» Action item
In the entries below, every line with the string "target" is to be reported.

(Records drawn from a dataset)
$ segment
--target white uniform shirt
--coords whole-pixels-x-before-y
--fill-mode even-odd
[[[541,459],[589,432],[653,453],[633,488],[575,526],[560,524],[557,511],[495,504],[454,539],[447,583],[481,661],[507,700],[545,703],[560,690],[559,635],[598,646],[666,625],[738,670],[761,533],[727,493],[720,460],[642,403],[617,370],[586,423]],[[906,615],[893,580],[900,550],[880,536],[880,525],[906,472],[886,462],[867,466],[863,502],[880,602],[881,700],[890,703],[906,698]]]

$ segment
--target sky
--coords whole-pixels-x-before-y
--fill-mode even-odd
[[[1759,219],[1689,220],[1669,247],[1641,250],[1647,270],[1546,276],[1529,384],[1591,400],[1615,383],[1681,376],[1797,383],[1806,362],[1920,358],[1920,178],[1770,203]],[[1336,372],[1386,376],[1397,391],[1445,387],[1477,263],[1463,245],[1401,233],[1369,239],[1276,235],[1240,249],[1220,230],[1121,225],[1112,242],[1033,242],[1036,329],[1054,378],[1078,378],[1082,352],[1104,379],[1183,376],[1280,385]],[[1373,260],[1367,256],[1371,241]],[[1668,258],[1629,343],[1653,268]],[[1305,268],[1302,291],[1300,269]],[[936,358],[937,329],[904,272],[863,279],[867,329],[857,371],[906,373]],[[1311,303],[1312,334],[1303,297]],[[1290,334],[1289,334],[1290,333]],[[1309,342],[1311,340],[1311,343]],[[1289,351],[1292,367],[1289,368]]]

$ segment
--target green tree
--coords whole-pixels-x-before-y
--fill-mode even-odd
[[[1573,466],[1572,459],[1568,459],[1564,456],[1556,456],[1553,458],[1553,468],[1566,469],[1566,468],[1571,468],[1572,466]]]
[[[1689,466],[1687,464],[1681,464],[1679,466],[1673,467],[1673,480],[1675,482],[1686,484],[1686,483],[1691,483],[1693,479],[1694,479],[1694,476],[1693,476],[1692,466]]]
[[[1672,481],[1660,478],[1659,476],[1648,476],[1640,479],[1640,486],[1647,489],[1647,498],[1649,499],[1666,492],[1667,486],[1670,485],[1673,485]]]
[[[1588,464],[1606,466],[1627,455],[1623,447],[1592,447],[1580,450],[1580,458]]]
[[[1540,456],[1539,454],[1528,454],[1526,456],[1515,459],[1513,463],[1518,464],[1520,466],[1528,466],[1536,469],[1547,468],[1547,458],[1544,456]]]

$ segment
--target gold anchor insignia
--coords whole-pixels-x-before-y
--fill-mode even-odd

» Answer space
--target white uniform shirt
--target sky
--target green tree
--target gold anchor insignia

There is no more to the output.